A administradora da TAP e a anedota do jacaré
O chinfrim (é disso que se trata) a propósito da saída de uma administradora da TAP, que recebeu uma boa indemnização e foi para outra empresa de onde transitou para o governo é uma algazarra como a que há anos, a propósito da lei do aborto, as beatas rurais mobilizadas pelos curas fizeram gritando à porta dos governos civis: “Não ao aborto, sim aos desmanchos!”

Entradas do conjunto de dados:

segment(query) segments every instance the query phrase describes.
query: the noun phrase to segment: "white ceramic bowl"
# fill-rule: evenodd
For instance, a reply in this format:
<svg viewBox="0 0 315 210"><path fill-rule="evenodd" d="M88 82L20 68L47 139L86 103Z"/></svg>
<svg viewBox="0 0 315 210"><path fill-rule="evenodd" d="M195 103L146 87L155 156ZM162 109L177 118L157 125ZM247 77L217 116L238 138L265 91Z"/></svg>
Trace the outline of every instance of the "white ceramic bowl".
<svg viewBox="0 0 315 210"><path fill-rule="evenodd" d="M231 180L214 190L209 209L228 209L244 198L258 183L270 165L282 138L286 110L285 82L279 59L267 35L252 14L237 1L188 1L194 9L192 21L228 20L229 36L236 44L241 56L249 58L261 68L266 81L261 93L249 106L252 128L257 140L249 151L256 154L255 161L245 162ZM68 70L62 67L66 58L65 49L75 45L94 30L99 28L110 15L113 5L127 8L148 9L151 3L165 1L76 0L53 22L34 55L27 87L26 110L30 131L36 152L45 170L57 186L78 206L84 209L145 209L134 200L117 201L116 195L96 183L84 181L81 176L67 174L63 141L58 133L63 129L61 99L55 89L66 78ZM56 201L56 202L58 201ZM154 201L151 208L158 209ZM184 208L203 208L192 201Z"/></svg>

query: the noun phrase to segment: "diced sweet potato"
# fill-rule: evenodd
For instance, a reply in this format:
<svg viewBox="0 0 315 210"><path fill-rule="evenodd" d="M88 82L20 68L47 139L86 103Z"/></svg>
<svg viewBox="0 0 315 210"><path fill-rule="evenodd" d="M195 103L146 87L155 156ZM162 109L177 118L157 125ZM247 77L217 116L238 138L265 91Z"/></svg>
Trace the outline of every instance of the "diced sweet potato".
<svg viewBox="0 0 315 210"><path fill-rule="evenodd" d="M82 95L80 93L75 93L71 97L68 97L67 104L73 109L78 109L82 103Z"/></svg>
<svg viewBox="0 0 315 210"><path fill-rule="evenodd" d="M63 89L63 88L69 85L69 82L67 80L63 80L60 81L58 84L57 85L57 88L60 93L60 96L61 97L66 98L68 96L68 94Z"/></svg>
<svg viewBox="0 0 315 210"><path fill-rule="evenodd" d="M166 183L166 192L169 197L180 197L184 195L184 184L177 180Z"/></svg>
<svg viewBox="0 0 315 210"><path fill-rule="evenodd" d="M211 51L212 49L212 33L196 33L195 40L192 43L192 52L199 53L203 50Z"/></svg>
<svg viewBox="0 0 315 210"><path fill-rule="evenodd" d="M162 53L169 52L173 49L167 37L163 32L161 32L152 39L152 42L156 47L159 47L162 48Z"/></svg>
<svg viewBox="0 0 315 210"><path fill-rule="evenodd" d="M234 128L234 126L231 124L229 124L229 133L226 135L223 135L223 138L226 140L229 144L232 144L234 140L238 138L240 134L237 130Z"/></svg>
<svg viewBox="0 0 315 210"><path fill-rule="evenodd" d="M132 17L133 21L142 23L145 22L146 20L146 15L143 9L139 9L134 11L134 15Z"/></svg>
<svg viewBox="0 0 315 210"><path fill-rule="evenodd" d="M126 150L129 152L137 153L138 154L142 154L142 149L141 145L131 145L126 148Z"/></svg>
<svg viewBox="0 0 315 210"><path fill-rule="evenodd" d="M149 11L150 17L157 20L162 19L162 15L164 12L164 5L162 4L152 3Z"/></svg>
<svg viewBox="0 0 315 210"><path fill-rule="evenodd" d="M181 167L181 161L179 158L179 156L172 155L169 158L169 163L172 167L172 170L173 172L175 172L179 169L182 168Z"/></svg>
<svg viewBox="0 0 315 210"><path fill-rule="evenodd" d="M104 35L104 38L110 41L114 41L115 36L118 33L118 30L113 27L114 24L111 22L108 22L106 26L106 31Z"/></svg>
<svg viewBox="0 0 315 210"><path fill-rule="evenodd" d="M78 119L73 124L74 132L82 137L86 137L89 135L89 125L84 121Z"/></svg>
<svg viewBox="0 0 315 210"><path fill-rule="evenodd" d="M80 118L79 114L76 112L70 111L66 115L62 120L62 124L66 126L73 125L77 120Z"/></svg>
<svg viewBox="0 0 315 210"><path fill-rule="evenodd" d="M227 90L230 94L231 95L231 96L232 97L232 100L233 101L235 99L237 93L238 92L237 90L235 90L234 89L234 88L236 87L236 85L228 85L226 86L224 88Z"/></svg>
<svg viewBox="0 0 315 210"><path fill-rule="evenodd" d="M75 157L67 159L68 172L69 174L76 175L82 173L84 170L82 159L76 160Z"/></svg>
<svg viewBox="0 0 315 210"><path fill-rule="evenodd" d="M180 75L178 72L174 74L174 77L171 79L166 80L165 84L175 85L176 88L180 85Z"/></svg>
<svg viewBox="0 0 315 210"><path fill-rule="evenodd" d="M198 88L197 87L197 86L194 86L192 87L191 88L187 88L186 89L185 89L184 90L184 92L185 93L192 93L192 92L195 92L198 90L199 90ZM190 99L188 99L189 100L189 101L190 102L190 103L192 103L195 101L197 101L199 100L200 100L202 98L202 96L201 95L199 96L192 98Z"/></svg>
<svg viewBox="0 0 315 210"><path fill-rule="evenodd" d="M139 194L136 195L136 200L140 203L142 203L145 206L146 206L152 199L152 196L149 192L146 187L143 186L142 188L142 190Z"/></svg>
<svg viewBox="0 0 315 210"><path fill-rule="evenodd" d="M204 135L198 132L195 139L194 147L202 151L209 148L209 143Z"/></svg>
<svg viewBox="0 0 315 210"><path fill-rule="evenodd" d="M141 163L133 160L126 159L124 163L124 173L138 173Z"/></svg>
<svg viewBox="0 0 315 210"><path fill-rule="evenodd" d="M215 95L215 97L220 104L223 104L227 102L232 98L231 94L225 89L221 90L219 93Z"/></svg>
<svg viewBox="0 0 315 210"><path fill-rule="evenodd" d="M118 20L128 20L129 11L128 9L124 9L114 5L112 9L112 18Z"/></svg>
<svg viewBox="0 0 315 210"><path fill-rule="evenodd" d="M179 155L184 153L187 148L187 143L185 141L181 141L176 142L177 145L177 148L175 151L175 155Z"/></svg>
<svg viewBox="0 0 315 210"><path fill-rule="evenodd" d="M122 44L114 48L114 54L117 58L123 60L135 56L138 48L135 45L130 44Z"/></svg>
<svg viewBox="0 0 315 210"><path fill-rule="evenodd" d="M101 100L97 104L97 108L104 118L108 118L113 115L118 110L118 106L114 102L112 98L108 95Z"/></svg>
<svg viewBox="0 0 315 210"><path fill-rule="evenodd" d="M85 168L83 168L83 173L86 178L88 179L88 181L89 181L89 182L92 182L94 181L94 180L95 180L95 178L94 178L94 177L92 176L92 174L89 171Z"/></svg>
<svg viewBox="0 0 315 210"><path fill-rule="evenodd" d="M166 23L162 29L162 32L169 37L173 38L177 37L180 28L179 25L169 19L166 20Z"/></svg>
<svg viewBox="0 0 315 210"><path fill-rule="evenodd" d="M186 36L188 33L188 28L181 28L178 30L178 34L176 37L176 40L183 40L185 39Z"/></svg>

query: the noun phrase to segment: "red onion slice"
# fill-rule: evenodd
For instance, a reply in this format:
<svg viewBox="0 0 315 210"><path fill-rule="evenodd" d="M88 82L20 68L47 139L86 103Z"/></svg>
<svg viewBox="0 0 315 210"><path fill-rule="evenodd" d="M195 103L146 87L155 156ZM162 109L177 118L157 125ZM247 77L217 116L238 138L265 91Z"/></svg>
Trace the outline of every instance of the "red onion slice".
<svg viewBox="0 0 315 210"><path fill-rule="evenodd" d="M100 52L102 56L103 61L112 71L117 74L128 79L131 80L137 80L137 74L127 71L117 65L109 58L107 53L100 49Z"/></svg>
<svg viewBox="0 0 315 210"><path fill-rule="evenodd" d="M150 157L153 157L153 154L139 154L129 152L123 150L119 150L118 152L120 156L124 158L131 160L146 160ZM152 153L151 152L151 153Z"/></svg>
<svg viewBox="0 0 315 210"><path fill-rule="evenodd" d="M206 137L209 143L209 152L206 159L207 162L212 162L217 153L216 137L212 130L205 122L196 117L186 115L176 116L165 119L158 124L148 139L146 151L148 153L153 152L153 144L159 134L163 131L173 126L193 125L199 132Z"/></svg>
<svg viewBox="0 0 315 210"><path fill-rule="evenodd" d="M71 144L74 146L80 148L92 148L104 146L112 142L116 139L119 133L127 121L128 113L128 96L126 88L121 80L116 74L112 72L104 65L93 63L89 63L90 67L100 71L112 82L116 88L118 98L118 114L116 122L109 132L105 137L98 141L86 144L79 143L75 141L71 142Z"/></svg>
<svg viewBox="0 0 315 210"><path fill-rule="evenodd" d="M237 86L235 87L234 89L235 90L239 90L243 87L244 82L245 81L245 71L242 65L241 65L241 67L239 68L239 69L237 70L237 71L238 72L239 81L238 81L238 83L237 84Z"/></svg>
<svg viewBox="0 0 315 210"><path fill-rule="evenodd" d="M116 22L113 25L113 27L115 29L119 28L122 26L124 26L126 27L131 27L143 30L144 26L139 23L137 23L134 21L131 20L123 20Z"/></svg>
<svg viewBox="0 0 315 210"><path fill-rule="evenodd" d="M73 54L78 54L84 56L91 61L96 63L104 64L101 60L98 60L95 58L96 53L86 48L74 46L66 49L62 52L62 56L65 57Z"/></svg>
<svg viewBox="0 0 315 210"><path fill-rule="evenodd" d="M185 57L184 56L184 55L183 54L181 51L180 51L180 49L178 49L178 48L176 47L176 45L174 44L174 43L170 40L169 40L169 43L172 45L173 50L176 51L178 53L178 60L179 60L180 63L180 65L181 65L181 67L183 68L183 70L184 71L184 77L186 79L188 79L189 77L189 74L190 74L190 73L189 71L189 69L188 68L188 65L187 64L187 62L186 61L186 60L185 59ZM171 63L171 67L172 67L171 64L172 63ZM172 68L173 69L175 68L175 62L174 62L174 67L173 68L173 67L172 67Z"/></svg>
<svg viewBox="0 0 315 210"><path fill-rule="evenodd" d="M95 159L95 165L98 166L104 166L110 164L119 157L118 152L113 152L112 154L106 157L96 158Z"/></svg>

Sobre a tarefa>
No excerto sobre a administradora da TAP, por que entidades passou a administradora? Indique-as todas, pela ordem em que o texto as refere.

Resposta>
A administradora passou pela TAP, depois por outra empresa e, por fim, pelo governo.